### [Aim of the task]
Convert the part of the data below that opens with the line containing "Q: Point to the rock" and closes with the final line of the data into a JSON list of strings. Use one string per line and leave out blank lines.

### [Source records]
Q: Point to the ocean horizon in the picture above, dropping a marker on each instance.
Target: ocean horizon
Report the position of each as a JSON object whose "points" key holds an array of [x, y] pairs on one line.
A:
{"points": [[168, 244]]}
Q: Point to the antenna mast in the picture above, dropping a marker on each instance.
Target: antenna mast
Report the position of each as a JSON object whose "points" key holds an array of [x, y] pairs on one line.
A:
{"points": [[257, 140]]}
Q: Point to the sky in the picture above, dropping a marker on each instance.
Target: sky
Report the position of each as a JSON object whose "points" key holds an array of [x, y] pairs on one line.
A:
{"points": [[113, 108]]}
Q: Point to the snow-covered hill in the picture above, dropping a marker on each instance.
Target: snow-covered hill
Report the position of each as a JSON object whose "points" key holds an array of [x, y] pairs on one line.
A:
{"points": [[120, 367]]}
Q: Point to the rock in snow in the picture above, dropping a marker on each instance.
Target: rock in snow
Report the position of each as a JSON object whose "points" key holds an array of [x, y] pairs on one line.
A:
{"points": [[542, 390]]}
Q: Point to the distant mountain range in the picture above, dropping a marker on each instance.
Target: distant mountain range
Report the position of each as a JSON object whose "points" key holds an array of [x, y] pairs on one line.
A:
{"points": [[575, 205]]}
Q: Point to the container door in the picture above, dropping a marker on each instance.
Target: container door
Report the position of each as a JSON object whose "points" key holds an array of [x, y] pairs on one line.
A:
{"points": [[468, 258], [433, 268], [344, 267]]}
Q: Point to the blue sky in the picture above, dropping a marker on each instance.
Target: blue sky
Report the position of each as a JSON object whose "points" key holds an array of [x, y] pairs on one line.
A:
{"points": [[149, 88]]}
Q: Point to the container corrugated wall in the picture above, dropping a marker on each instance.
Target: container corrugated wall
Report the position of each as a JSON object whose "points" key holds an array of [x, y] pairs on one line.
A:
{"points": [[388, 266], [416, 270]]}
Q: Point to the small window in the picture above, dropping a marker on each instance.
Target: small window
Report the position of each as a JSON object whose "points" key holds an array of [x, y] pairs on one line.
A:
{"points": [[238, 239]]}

### [Correct response]
[
  "Q: Point to the rock in snow in the picture above, dropping a marker on each instance.",
  "Target: rock in snow",
  "Report the position of each as a JSON object whose \"points\" key holds an array of [x, y] pairs on one line.",
  "A:",
  "{\"points\": [[542, 390]]}",
  "Q: Point to the distant mountain range in the picture above, dropping a marker on each instance.",
  "Target: distant mountain range",
  "Report the position of each as a JSON object whose \"points\" key holds an array of [x, y] pairs on one line.",
  "A:",
  "{\"points\": [[575, 205]]}",
  "Q: Point to the container door in the picture above, dropping a marker on each instance.",
  "Target: container door",
  "Report the position of each as a JSON object whose \"points\" key holds an array of [x, y] pairs on one line.",
  "A:",
  "{\"points\": [[468, 258], [433, 268], [344, 267]]}",
  "Q: Point to the blue sky in the picture above, dropping a marker on each instance.",
  "Target: blue sky",
  "Report the position of each as a JSON object whose \"points\" key holds an array of [x, y] pairs on one line.",
  "A:",
  "{\"points\": [[149, 88]]}",
  "Q: Point to the container corrugated wall in the picture above, dropping a marker on each instance.",
  "Target: container corrugated wall",
  "Report the position of each as a JSON object whose \"points\" key holds an array of [x, y] pairs on one line.",
  "A:",
  "{\"points\": [[388, 266], [416, 270]]}",
  "Q: Point to the small window in the picture above, dropping a marker on each instance.",
  "Target: small window",
  "Report the position of each as a JSON object whose \"points\" key holds an array of [x, y] pairs on one line.",
  "A:",
  "{\"points\": [[238, 239]]}"
]